Objective: Lay out the stretch of the records below, from the line containing "of the butterfly" through the line containing "M 132 69 L 138", as a JSON list of strings with one string per line. Leave out blank lines.

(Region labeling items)
========================================================================
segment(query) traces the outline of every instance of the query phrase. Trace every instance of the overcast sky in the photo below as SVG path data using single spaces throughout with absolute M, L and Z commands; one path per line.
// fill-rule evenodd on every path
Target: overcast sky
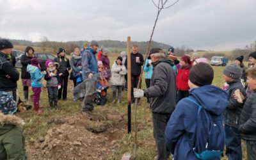
M 256 40 L 255 6 L 255 0 L 180 0 L 162 11 L 153 40 L 193 49 L 244 48 Z M 151 0 L 0 0 L 0 36 L 148 41 L 156 14 Z

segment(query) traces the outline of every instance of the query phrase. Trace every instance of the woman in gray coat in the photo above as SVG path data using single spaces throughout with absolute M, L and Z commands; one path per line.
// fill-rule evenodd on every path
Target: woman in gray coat
M 111 68 L 111 83 L 113 88 L 113 103 L 120 103 L 122 99 L 122 90 L 125 83 L 124 76 L 127 71 L 125 67 L 122 63 L 123 59 L 121 56 L 116 58 L 116 61 Z M 118 93 L 118 100 L 117 100 L 116 91 Z

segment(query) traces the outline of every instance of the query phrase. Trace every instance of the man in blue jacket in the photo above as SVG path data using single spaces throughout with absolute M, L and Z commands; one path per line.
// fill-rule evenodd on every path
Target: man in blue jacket
M 7 60 L 11 56 L 13 47 L 10 40 L 0 40 L 0 91 L 9 92 L 17 101 L 17 81 L 19 79 L 19 73 Z
M 83 81 L 85 81 L 86 94 L 82 103 L 82 113 L 85 116 L 93 110 L 93 101 L 96 93 L 98 77 L 98 62 L 95 54 L 99 44 L 95 40 L 90 43 L 90 47 L 82 52 Z
M 199 63 L 195 65 L 189 72 L 188 84 L 191 90 L 188 98 L 200 104 L 207 111 L 221 115 L 228 103 L 228 94 L 211 85 L 213 76 L 213 69 L 209 64 Z M 183 99 L 177 104 L 167 124 L 164 138 L 174 160 L 199 159 L 193 152 L 193 143 L 200 140 L 195 140 L 196 137 L 207 135 L 196 135 L 198 111 L 196 104 Z M 224 135 L 224 127 L 221 131 Z M 224 138 L 223 141 L 224 148 Z

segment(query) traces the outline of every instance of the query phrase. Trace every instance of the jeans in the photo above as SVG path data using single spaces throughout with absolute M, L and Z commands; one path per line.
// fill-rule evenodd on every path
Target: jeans
M 170 156 L 164 140 L 164 131 L 171 114 L 152 113 L 154 138 L 157 148 L 158 160 L 166 160 Z
M 50 103 L 53 102 L 58 102 L 58 86 L 52 87 L 48 86 L 48 99 Z
M 34 92 L 33 102 L 34 104 L 39 104 L 40 95 L 41 94 L 41 87 L 32 86 L 33 92 Z
M 256 159 L 256 141 L 246 141 L 247 159 Z
M 113 99 L 115 99 L 116 97 L 116 91 L 118 95 L 118 100 L 121 100 L 122 99 L 122 90 L 123 89 L 123 86 L 112 86 L 113 88 Z
M 66 100 L 67 89 L 68 89 L 68 76 L 65 76 L 65 77 L 60 76 L 60 84 L 61 84 L 61 88 L 60 88 L 58 93 L 58 99 L 61 99 L 61 93 L 62 93 L 62 99 L 63 100 Z
M 241 140 L 238 129 L 225 124 L 225 133 L 226 136 L 226 155 L 228 157 L 228 160 L 241 160 Z

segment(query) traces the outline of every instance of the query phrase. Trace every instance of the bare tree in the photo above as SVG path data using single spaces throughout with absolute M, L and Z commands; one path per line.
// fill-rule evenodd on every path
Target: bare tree
M 41 37 L 41 47 L 42 50 L 44 52 L 46 50 L 46 47 L 48 47 L 49 44 L 49 41 L 46 36 L 43 36 Z
M 156 15 L 156 18 L 155 20 L 155 22 L 153 26 L 153 29 L 151 32 L 151 35 L 150 35 L 150 40 L 148 41 L 148 45 L 147 47 L 147 52 L 146 52 L 146 55 L 147 57 L 148 52 L 149 52 L 149 49 L 150 47 L 150 44 L 151 44 L 151 42 L 152 42 L 152 38 L 153 37 L 153 35 L 154 35 L 154 31 L 155 31 L 155 28 L 156 28 L 156 24 L 158 20 L 158 17 L 160 15 L 161 12 L 163 10 L 163 9 L 166 9 L 166 8 L 169 8 L 170 7 L 172 7 L 172 6 L 173 6 L 174 4 L 175 4 L 179 0 L 175 0 L 175 1 L 173 3 L 170 3 L 170 1 L 169 0 L 158 0 L 158 3 L 155 3 L 154 0 L 152 0 L 154 5 L 155 5 L 155 6 L 157 8 L 157 13 Z M 144 61 L 144 64 L 142 67 L 142 68 L 143 68 L 144 65 L 145 65 L 145 62 L 146 61 Z M 139 78 L 139 82 L 138 83 L 138 86 L 137 86 L 137 88 L 140 88 L 140 86 L 141 85 L 141 77 L 142 77 L 142 74 L 143 72 L 141 72 L 140 75 L 140 78 Z M 136 99 L 135 100 L 135 115 L 134 115 L 134 125 L 135 125 L 135 129 L 134 129 L 134 159 L 136 159 L 136 155 L 137 155 L 137 106 L 138 106 L 138 99 Z

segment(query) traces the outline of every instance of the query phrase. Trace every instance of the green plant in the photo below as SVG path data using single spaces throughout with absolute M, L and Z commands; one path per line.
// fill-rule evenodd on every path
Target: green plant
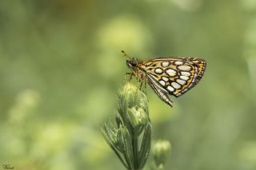
M 127 169 L 142 169 L 151 145 L 147 98 L 130 83 L 122 86 L 118 97 L 115 125 L 110 121 L 105 123 L 102 132 Z

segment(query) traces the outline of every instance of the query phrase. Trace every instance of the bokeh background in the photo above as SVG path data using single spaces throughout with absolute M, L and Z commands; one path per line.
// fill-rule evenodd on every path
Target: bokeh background
M 173 109 L 146 89 L 166 169 L 256 169 L 255 0 L 1 1 L 0 165 L 124 169 L 100 132 L 129 71 L 122 49 L 207 61 Z

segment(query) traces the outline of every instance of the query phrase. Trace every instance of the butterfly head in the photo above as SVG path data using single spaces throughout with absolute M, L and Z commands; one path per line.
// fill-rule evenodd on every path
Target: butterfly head
M 126 53 L 126 52 L 124 52 L 123 50 L 122 51 L 123 57 L 128 57 L 129 60 L 126 60 L 126 65 L 130 69 L 133 69 L 134 67 L 136 67 L 138 65 L 138 61 L 137 59 L 134 58 L 134 57 L 130 57 L 130 56 L 128 56 L 127 53 Z
M 132 69 L 138 65 L 138 61 L 135 58 L 132 58 L 131 60 L 126 60 L 126 65 L 129 68 Z

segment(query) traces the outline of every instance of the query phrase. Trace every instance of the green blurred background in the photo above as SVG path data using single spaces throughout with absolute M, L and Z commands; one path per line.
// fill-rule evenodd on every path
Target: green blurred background
M 255 0 L 1 1 L 1 168 L 124 169 L 100 132 L 122 49 L 207 61 L 174 109 L 147 88 L 166 169 L 256 169 Z

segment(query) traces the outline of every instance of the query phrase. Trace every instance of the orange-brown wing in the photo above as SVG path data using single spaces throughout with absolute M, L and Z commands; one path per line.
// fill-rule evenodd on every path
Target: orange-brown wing
M 139 66 L 169 94 L 179 97 L 198 84 L 206 62 L 194 57 L 166 57 L 151 59 Z

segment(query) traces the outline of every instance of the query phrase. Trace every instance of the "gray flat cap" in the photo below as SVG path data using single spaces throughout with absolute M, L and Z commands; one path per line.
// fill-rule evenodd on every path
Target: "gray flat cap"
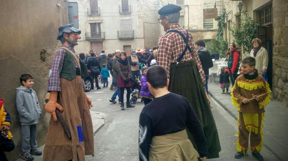
M 71 33 L 71 32 L 77 32 L 79 34 L 81 34 L 81 31 L 79 29 L 77 29 L 73 27 L 73 25 L 71 24 L 67 24 L 61 26 L 58 29 L 59 31 L 59 33 L 57 36 L 57 40 L 60 40 L 61 37 L 63 36 L 63 33 Z
M 160 15 L 164 15 L 172 13 L 181 10 L 182 8 L 181 7 L 173 4 L 168 4 L 165 5 L 158 11 L 158 14 Z

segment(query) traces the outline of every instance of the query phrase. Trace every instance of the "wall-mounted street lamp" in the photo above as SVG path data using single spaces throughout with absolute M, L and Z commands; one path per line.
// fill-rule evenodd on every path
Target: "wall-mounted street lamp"
M 238 9 L 239 9 L 239 11 L 241 13 L 241 11 L 242 10 L 242 7 L 243 7 L 243 4 L 241 2 L 239 2 L 239 4 L 238 4 Z

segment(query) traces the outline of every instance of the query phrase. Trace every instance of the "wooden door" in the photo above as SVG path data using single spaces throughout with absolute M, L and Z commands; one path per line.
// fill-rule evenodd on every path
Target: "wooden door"
M 131 55 L 131 45 L 124 45 L 123 46 L 123 49 L 127 54 L 127 56 Z

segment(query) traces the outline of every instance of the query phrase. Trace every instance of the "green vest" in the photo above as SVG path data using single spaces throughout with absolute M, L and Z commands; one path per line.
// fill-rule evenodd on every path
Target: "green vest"
M 75 58 L 73 55 L 74 54 L 64 49 L 62 49 L 65 50 L 66 54 L 64 57 L 63 66 L 60 74 L 60 77 L 71 80 L 76 77 L 76 67 L 74 62 Z M 81 70 L 81 78 L 82 79 L 85 79 L 89 75 L 88 70 L 85 64 L 81 59 L 79 60 L 79 62 Z

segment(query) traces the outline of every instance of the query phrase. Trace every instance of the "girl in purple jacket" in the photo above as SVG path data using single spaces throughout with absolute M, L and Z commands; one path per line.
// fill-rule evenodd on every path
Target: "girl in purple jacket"
M 142 96 L 144 104 L 146 105 L 149 103 L 152 100 L 152 95 L 149 89 L 148 88 L 148 85 L 147 84 L 147 80 L 146 79 L 146 73 L 148 68 L 144 67 L 141 69 L 142 72 L 142 78 L 141 78 L 141 91 L 140 92 L 140 95 Z

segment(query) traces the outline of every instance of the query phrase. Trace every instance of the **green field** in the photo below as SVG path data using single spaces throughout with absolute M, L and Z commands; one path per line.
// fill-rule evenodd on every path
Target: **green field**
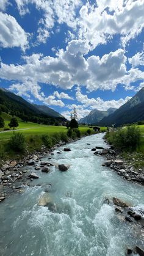
M 12 116 L 8 114 L 2 112 L 2 117 L 4 119 L 5 128 L 8 128 L 8 124 L 10 122 Z M 19 126 L 16 128 L 16 130 L 20 129 L 20 131 L 15 131 L 15 133 L 17 133 L 18 131 L 21 132 L 26 136 L 29 135 L 42 135 L 46 133 L 49 133 L 51 134 L 54 133 L 67 133 L 68 131 L 68 129 L 65 126 L 44 125 L 32 122 L 25 123 L 21 121 L 20 119 L 18 118 L 18 120 Z M 89 127 L 87 125 L 79 126 L 79 130 L 82 133 L 86 132 L 88 129 L 89 129 Z M 93 129 L 91 130 L 93 130 Z M 106 130 L 106 128 L 101 127 L 101 131 L 104 131 Z M 13 134 L 13 130 L 10 129 L 10 131 L 4 131 L 3 128 L 1 128 L 0 131 L 1 131 L 1 133 L 0 132 L 0 141 L 9 139 Z

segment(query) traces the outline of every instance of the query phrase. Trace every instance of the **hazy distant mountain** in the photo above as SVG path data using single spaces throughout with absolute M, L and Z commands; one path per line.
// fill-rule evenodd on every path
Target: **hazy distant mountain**
M 38 110 L 43 112 L 44 113 L 46 114 L 47 115 L 53 117 L 63 117 L 58 112 L 55 111 L 54 109 L 48 107 L 47 106 L 45 105 L 34 105 L 35 108 L 37 108 Z
M 144 120 L 144 87 L 107 117 L 103 118 L 99 125 L 117 126 Z
M 104 117 L 107 117 L 116 111 L 115 108 L 110 108 L 107 111 L 98 109 L 92 110 L 88 115 L 79 120 L 81 123 L 97 123 Z

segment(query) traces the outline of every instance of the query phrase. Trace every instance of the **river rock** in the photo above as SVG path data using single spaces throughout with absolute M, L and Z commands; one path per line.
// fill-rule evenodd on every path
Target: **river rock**
M 41 207 L 48 207 L 51 211 L 56 211 L 56 206 L 48 192 L 45 192 L 41 196 L 38 205 Z
M 70 166 L 68 164 L 59 164 L 59 169 L 61 172 L 66 172 L 68 170 Z
M 41 169 L 41 172 L 49 172 L 49 168 L 48 167 L 45 166 Z
M 91 149 L 91 151 L 96 151 L 96 148 L 92 148 L 92 149 Z
M 40 169 L 41 169 L 41 167 L 40 166 L 36 166 L 35 167 L 35 170 L 40 170 Z
M 0 202 L 3 201 L 5 199 L 4 197 L 0 197 Z
M 31 160 L 28 161 L 27 164 L 29 166 L 34 166 L 35 164 L 35 161 L 34 161 L 32 159 L 31 159 Z
M 48 164 L 48 162 L 41 162 L 40 163 L 41 166 L 46 166 L 46 164 Z
M 64 148 L 64 151 L 65 151 L 65 152 L 71 151 L 71 149 L 69 148 Z
M 96 146 L 95 148 L 96 149 L 104 149 L 103 147 L 98 147 L 98 146 Z
M 123 209 L 121 209 L 121 207 L 116 207 L 116 208 L 115 208 L 115 211 L 117 211 L 117 213 L 123 213 Z
M 123 161 L 120 159 L 116 159 L 113 161 L 113 164 L 116 164 L 117 166 L 120 166 L 123 164 Z
M 130 205 L 128 203 L 125 203 L 124 202 L 121 201 L 120 199 L 118 199 L 116 197 L 113 197 L 112 199 L 114 205 L 120 207 L 122 208 L 129 207 Z
M 126 216 L 125 217 L 125 220 L 126 220 L 126 221 L 128 221 L 129 222 L 132 222 L 132 219 L 130 217 L 129 217 L 129 216 Z
M 2 170 L 7 170 L 9 168 L 10 168 L 10 166 L 9 166 L 9 164 L 3 164 L 1 167 Z
M 109 167 L 112 164 L 112 161 L 109 160 L 104 163 L 104 165 L 107 167 Z
M 10 163 L 10 166 L 11 167 L 15 167 L 17 164 L 17 163 L 16 162 L 16 161 L 12 161 L 12 162 Z
M 37 159 L 38 159 L 38 156 L 36 155 L 33 155 L 32 159 L 34 160 L 34 161 L 36 161 L 36 160 L 37 160 Z
M 35 172 L 32 172 L 31 174 L 30 174 L 29 177 L 29 178 L 39 178 L 39 177 Z
M 138 246 L 135 247 L 135 251 L 140 256 L 144 256 L 144 251 Z

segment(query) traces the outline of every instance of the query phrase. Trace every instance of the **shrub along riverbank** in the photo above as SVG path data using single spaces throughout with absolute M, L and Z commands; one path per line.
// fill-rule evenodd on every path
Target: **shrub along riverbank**
M 67 129 L 65 132 L 55 132 L 43 134 L 29 135 L 14 131 L 9 141 L 2 141 L 0 144 L 0 160 L 15 158 L 20 159 L 23 155 L 37 151 L 40 152 L 42 146 L 51 149 L 62 142 L 68 142 L 84 136 L 95 134 L 92 129 Z
M 144 140 L 139 126 L 129 126 L 108 131 L 105 138 L 118 150 L 120 156 L 136 169 L 144 167 Z

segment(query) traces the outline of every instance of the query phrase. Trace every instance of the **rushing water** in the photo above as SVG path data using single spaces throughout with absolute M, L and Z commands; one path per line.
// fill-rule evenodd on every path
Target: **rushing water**
M 141 207 L 143 187 L 103 167 L 104 158 L 91 151 L 96 145 L 106 147 L 103 134 L 69 144 L 71 152 L 56 152 L 53 161 L 70 164 L 68 172 L 55 167 L 49 174 L 35 171 L 40 178 L 32 183 L 41 186 L 25 188 L 1 203 L 1 256 L 122 256 L 128 247 L 143 246 L 137 227 L 120 219 L 104 202 L 116 197 Z M 49 183 L 55 211 L 37 205 Z

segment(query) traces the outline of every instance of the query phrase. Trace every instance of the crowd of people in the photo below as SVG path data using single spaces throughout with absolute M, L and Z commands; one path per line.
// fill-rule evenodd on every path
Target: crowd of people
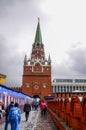
M 23 107 L 23 112 L 25 112 L 25 120 L 28 121 L 29 113 L 31 110 L 37 110 L 38 107 L 41 110 L 41 116 L 46 115 L 47 104 L 44 100 L 40 100 L 39 102 L 32 102 L 31 104 L 27 100 Z M 4 111 L 4 112 L 3 112 Z M 21 109 L 19 108 L 19 104 L 17 102 L 11 102 L 6 109 L 4 109 L 4 105 L 2 107 L 1 113 L 5 116 L 5 127 L 4 130 L 8 130 L 8 124 L 11 125 L 11 130 L 20 130 L 20 122 L 21 122 Z

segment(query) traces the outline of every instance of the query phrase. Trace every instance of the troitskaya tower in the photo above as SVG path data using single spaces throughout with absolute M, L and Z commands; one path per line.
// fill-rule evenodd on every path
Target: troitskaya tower
M 40 98 L 52 94 L 51 58 L 50 55 L 48 59 L 45 58 L 39 18 L 35 40 L 32 44 L 31 57 L 28 59 L 25 55 L 24 58 L 22 92 L 29 96 L 38 96 Z

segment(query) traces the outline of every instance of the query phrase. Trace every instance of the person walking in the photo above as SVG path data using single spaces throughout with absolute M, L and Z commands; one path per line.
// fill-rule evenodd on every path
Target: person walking
M 40 102 L 41 115 L 45 116 L 47 111 L 47 104 L 44 100 Z
M 31 111 L 31 106 L 30 106 L 30 104 L 29 104 L 29 101 L 27 101 L 27 102 L 24 104 L 24 109 L 23 109 L 23 111 L 25 112 L 26 121 L 28 121 L 29 112 Z
M 10 112 L 10 109 L 14 106 L 14 102 L 11 101 L 11 103 L 7 106 L 6 110 L 5 110 L 5 130 L 8 130 L 8 121 L 7 121 L 7 117 L 8 117 L 8 114 Z
M 20 130 L 21 110 L 18 106 L 18 103 L 15 103 L 7 117 L 7 121 L 11 124 L 11 130 Z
========================================================================
Answer in full:
[
  "segment(query) traces the outline of every instance of the query phrase. Trace every instance of the butterfly head in the photo above as SVG path data using single spaces throughout with absolute M, L and Z commands; one path per line.",
  "// fill-rule evenodd on every path",
  "Target: butterfly head",
  "M 126 53 L 126 52 L 124 52 L 123 50 L 122 51 L 123 57 L 128 57 L 129 60 L 126 60 L 126 65 L 130 69 L 133 69 L 134 67 L 136 67 L 138 65 L 138 61 L 137 59 L 134 58 L 134 57 L 130 57 L 130 56 L 128 56 L 127 53 Z",
  "M 132 69 L 138 65 L 138 61 L 135 58 L 132 58 L 131 60 L 126 60 L 126 65 L 129 68 Z"
]